Document text:
"""

March 19, 2014
written March 15, 2014
Brighter Darker Day
The emphasis in those title words is on the –er. The comparative. Comparing yesterday to today, for instance.
Today began with prayers. “Lord, I believe; help thou my unbelief.” Usual prayers for me.
After last Monday’s 2-hour-long, 1600-word, ranting shriekfest aimed at God, I spent the week in an exhausted haze. Don’t mistake haze for lack of clarity. It became very clear, very concrete, very crucial that I need to shed the godview I have held since childhood, the godview of judgment and gotcha practices, of sadistic and whimsical God (God will do what God will do…which is true, but I’ve never held that as a good thing).
This week was dark.
I went to yoga. I put my legs up the wall (a restorative yoga pose). I conversed with people about God and my godview. I wrote. I prayed anyway.
And today, a shift.
Today, a welter of conversations coalesced and clarified. A counselor said, “In many ways we create our own reality here.” A friend said, “That voice you hear in your head is not God! That’s the enemy talking.” Another friend said, “That’s not God; that’s man. God is pure love.” Still another said, “Act as if.”
“How would it feel,” a one of them asked, “if it could all change in an instant? What would happen? How would that feel?”
It would feel “exhilarating and peaceful and jubilant and zingy,” I replied.
“It all depends on your degree of faith,” she said, “how much you’ll allow.”
Resolved: Today I begin behaving as if. As if God adores me. As hard as that is to believe. As if God is all the love and grace and mercy he is reputed to be.
***
Today was the right day to listen again to Mumford and Sons. The chorus of “Babel” goes, “Because I know my weakness, know my voice, and I’ll believe in grace and choice. And I know perhaps my heart is fast, but I’ll be born without a mask.”
I love that the verb at the end of the first sentence comes in future tense: I will believe in grace and choice. A new resolve, choice, determination, orientation every day. A new chance to pray for that resolve, to act as if. I also believe in—and crave—grace and choice and honesty.
I am in the dressing room, trying on faith. I am in the lab of life, testing hope.

"""

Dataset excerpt
"""

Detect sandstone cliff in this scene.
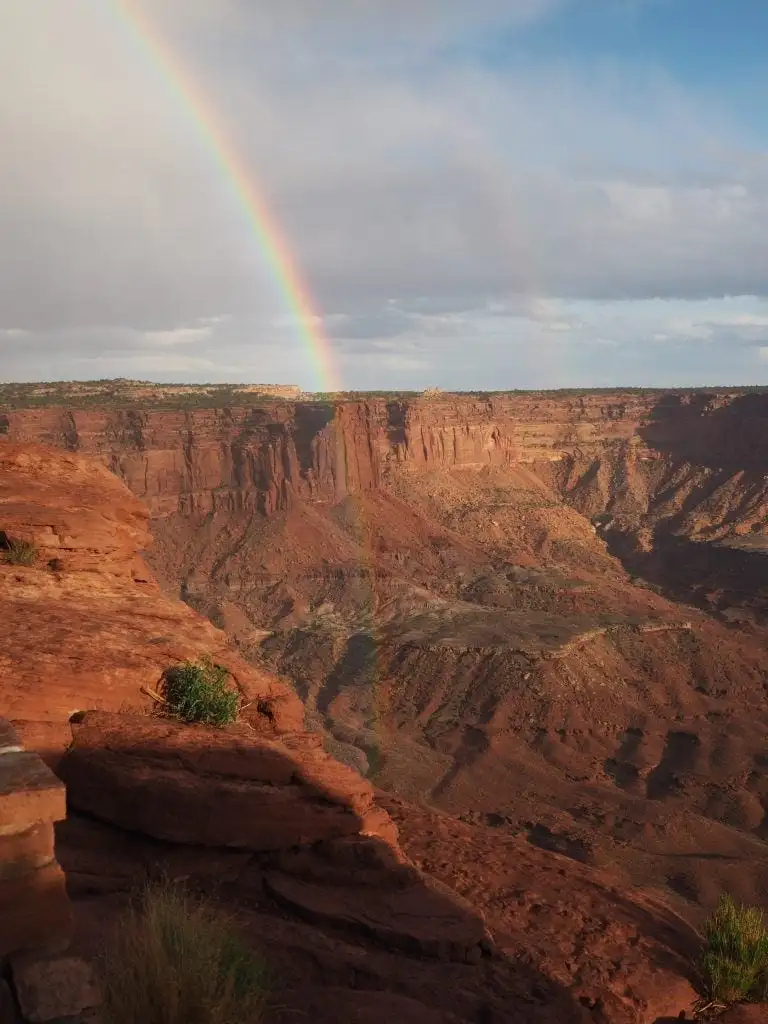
[5,392,768,921]
[0,443,697,1024]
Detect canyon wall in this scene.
[0,391,757,516]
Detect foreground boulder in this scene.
[58,712,396,852]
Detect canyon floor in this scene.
[0,390,768,1022]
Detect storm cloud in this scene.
[0,0,768,387]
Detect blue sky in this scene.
[0,0,768,389]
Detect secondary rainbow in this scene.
[113,0,341,391]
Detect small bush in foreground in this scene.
[701,896,768,1005]
[0,535,38,565]
[103,884,269,1024]
[163,659,240,727]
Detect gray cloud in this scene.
[0,0,768,386]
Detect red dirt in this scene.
[0,443,733,1024]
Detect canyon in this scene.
[0,390,768,1021]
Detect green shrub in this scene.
[163,658,240,727]
[103,884,269,1024]
[0,534,38,565]
[701,896,768,1005]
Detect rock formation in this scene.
[0,443,716,1024]
[4,391,768,907]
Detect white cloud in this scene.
[0,0,768,387]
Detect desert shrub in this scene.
[701,896,768,1004]
[103,883,269,1024]
[0,534,38,565]
[163,658,240,727]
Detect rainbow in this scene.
[113,0,341,391]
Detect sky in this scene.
[0,0,768,390]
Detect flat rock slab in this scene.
[265,872,487,963]
[275,986,462,1024]
[59,751,362,851]
[0,821,54,879]
[0,751,67,835]
[57,712,396,852]
[0,861,73,956]
[12,955,101,1024]
[0,718,22,755]
[717,1002,768,1024]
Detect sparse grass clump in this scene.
[163,658,240,728]
[103,884,269,1024]
[701,896,768,1006]
[0,534,38,565]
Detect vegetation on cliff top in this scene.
[0,379,768,411]
[103,884,269,1024]
[0,530,38,565]
[158,658,241,728]
[701,896,768,1006]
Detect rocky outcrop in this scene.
[0,443,303,759]
[0,719,72,964]
[0,443,720,1024]
[58,712,396,852]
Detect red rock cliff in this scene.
[2,392,753,515]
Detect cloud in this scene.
[0,0,768,387]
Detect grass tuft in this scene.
[163,658,240,728]
[103,884,269,1024]
[701,896,768,1006]
[0,534,38,565]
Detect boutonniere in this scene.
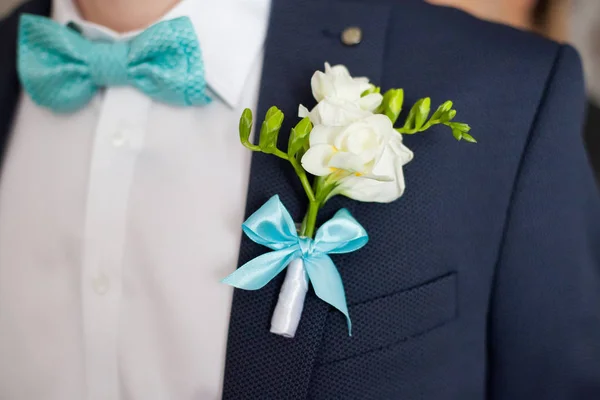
[223,64,476,338]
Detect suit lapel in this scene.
[0,0,50,166]
[223,0,390,399]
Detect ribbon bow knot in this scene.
[17,14,210,112]
[222,195,369,332]
[88,42,129,86]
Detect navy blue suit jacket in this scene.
[0,0,600,400]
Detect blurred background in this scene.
[0,0,600,101]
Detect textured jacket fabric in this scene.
[0,0,600,400]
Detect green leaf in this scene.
[265,106,281,121]
[431,100,452,121]
[415,97,431,129]
[452,129,463,141]
[239,108,252,144]
[462,132,477,143]
[381,89,404,125]
[288,117,313,158]
[258,106,283,154]
[360,85,381,97]
[450,122,471,133]
[440,110,456,123]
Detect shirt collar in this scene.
[52,0,271,107]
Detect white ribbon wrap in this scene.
[271,258,308,338]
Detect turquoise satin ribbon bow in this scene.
[223,196,369,332]
[17,15,210,112]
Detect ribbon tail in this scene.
[304,254,352,336]
[221,247,300,290]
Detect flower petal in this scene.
[309,125,342,147]
[358,93,383,112]
[302,144,336,176]
[328,152,365,173]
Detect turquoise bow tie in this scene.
[17,15,210,112]
[222,195,369,332]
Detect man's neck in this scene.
[76,0,181,33]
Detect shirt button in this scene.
[92,274,110,295]
[342,26,362,46]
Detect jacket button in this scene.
[342,26,362,46]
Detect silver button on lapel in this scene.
[342,26,362,46]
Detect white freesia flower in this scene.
[298,63,383,126]
[298,98,373,126]
[302,114,413,203]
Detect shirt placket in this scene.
[81,88,151,400]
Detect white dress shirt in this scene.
[0,0,270,400]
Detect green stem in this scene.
[288,157,316,202]
[300,201,319,238]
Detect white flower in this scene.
[298,63,383,126]
[298,98,373,126]
[302,114,413,203]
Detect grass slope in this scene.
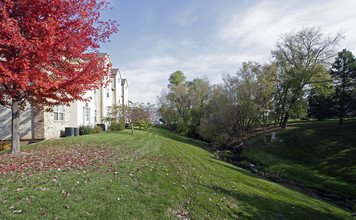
[0,128,350,219]
[243,120,356,205]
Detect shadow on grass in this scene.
[215,186,348,219]
[148,127,206,149]
[208,157,267,181]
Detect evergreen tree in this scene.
[330,49,356,124]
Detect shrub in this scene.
[79,125,93,135]
[110,122,125,131]
[93,125,103,133]
[0,140,11,151]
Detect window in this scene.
[53,105,64,121]
[83,103,90,124]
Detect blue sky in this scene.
[100,0,356,103]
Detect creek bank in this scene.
[208,146,356,211]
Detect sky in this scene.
[100,0,356,104]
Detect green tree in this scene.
[272,28,342,128]
[330,49,356,124]
[169,70,185,85]
[200,62,276,147]
[159,71,211,137]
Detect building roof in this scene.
[121,79,129,86]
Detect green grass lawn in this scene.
[243,120,356,205]
[0,127,351,219]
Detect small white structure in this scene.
[0,53,128,141]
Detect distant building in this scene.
[0,53,128,141]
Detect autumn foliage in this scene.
[0,0,118,152]
[0,0,117,106]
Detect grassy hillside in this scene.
[243,121,356,208]
[0,128,350,219]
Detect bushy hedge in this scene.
[110,122,125,131]
[79,125,93,135]
[93,125,103,133]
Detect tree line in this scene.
[158,27,356,147]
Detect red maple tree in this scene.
[0,0,118,152]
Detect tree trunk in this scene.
[282,112,289,128]
[262,113,267,143]
[11,101,20,153]
[131,123,135,135]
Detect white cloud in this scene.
[110,0,356,103]
[218,0,356,56]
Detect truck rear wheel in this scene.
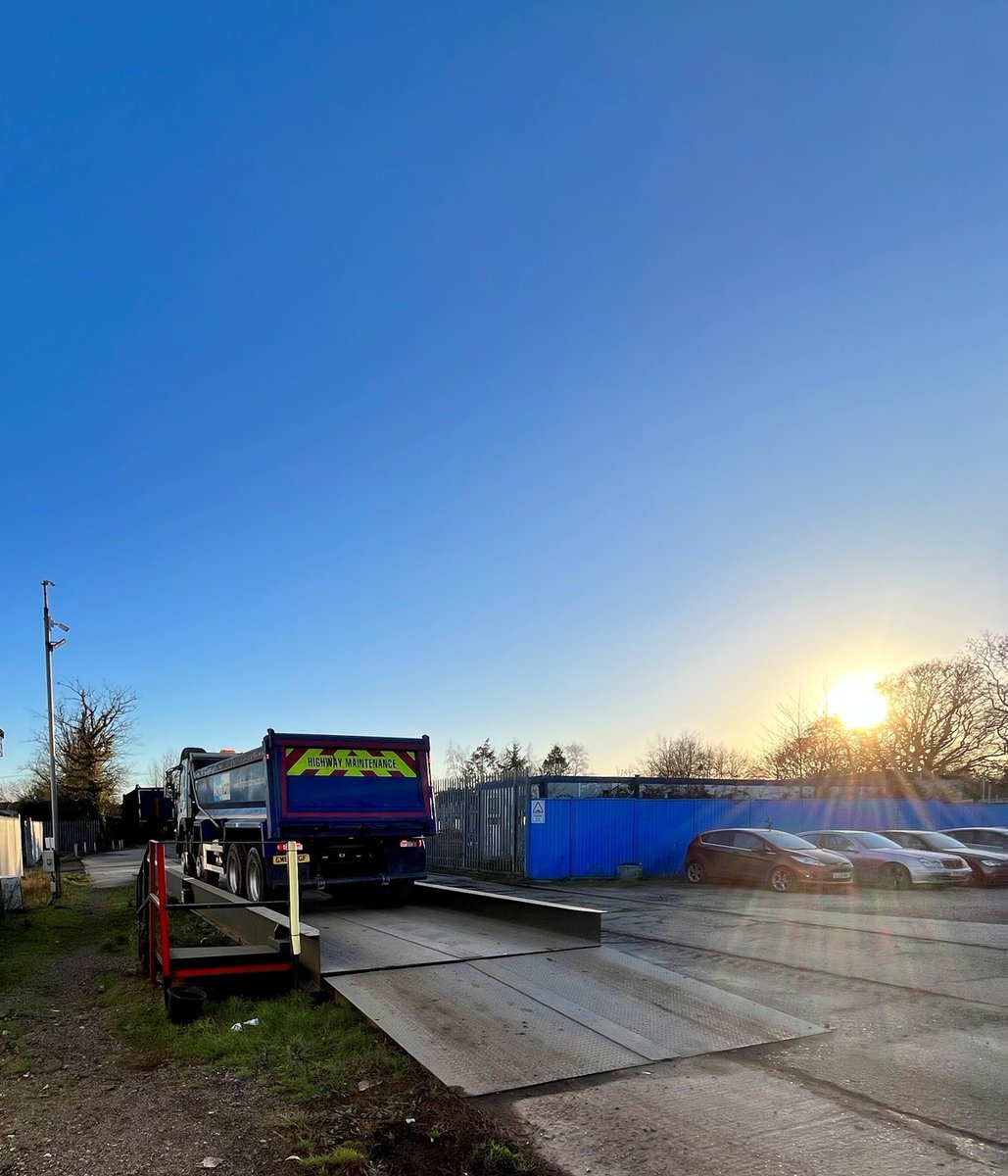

"""

Given problem: Reproduce the post about faith and grace in full, word for word. These entries were taken from a separate source.

Problem solution:
March 19, 2014
written March 15, 2014
Brighter Darker Day
The emphasis in those title words is on the –er. The comparative. Comparing yesterday to today, for instance.
Today began with prayers. “Lord, I believe; help thou my unbelief.” Usual prayers for me.
After last Monday’s 2-hour-long, 1600-word, ranting shriekfest aimed at God, I spent the week in an exhausted haze. Don’t mistake haze for lack of clarity. It became very clear, very concrete, very crucial that I need to shed the godview I have held since childhood, the godview of judgment and gotcha practices, of sadistic and whimsical God (God will do what God will do…which is true, but I’ve never held that as a good thing).
This week was dark.
I went to yoga. I put my legs up the wall (a restorative yoga pose). I conversed with people about God and my godview. I wrote. I prayed anyway.
And today, a shift.
Today, a welter of conversations coalesced and clarified. A counselor said, “In many ways we create our own reality here.” A friend said, “That voice you hear in your head is not God! That’s the enemy talking.” Another friend said, “That’s not God; that’s man. God is pure love.” Still another said, “Act as if.”
“How would it feel,” a one of them asked, “if it could all change in an instant? What would happen? How would that feel?”
It would feel “exhilarating and peaceful and jubilant and zingy,” I replied.
“It all depends on your degree of faith,” she said, “how much you’ll allow.”
Resolved: Today I begin behaving as if. As if God adores me. As hard as that is to believe. As if God is all the love and grace and mercy he is reputed to be.
***
Today was the right day to listen again to Mumford and Sons. The chorus of “Babel” goes, “Because I know my weakness, know my voice, and I’ll believe in grace and choice. And I know perhaps my heart is fast, but I’ll be born without a mask.”
I love that the verb at the end of the first sentence comes in future tense: I will believe in grace and choice. A new resolve, choice, determination, orientation every day. A new chance to pray for that resolve, to act as if. I also believe in—and crave—grace and choice and honesty.
I am in the dressing room, trying on faith. I am in the lab of life, testing hope.